(Registros de uma coleção)

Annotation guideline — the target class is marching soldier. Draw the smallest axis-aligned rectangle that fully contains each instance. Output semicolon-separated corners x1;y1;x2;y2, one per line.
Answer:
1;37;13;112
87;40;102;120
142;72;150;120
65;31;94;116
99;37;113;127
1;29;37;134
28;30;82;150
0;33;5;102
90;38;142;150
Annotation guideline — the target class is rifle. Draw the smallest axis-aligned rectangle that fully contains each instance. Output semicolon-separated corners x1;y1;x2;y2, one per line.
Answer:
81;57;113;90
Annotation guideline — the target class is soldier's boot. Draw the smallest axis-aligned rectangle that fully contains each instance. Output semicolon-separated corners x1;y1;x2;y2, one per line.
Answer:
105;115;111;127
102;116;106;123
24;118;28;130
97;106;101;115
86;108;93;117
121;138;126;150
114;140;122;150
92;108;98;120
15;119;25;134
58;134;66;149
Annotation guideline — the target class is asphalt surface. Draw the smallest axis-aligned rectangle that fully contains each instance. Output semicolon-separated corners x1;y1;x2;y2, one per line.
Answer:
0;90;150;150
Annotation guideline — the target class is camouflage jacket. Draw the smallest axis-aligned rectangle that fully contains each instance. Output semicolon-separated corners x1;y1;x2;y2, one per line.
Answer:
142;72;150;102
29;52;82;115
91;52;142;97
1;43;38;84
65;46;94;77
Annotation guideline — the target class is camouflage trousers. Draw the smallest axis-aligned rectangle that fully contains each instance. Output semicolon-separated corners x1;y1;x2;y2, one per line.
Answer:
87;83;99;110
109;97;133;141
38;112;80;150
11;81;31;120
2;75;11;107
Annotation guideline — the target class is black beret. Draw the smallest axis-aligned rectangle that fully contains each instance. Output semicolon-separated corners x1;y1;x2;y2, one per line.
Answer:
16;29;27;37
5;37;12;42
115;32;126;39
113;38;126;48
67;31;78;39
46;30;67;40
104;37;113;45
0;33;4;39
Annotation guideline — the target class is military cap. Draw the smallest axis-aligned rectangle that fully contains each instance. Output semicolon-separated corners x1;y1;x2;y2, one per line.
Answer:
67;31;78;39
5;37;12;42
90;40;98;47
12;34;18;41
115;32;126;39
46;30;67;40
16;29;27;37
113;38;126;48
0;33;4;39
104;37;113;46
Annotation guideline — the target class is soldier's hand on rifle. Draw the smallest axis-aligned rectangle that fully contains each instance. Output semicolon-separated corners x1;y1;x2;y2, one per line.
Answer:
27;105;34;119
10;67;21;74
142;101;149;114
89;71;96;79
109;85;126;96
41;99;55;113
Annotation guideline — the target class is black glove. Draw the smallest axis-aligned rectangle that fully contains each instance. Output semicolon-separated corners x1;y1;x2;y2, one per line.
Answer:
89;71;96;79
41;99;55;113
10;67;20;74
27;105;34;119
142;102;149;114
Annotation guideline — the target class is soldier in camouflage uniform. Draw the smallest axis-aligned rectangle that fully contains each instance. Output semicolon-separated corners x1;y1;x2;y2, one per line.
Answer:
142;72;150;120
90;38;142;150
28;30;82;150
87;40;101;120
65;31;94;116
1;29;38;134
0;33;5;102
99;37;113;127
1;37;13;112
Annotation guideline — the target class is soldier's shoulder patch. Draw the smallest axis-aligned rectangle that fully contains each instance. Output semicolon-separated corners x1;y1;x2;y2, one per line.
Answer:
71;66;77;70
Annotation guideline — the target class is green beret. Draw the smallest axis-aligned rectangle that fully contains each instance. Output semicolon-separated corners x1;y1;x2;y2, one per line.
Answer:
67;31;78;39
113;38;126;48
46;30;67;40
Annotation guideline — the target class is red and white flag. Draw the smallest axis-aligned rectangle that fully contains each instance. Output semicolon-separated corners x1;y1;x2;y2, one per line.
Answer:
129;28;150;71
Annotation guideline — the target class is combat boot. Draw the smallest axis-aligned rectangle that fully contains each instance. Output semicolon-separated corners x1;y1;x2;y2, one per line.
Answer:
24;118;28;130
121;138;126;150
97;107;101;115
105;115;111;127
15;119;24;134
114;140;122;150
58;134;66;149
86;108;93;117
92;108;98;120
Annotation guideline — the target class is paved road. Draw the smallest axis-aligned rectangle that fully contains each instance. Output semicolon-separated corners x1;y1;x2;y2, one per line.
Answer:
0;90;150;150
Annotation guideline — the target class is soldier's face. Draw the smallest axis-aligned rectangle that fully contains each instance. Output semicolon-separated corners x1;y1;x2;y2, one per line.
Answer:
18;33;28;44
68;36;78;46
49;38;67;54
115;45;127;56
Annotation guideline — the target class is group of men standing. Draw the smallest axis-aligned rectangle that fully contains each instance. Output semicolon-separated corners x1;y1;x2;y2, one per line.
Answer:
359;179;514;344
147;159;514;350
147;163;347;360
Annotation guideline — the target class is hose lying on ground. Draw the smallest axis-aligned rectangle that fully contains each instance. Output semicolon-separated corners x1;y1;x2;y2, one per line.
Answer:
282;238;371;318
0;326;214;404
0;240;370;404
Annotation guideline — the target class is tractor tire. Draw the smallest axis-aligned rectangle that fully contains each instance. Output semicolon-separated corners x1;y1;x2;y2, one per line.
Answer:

* [O que se pede]:
Conte, por favor, quantas linhas dos itens contêm a palavra "boot" e dê somente esse número.

* [A resposta]:
2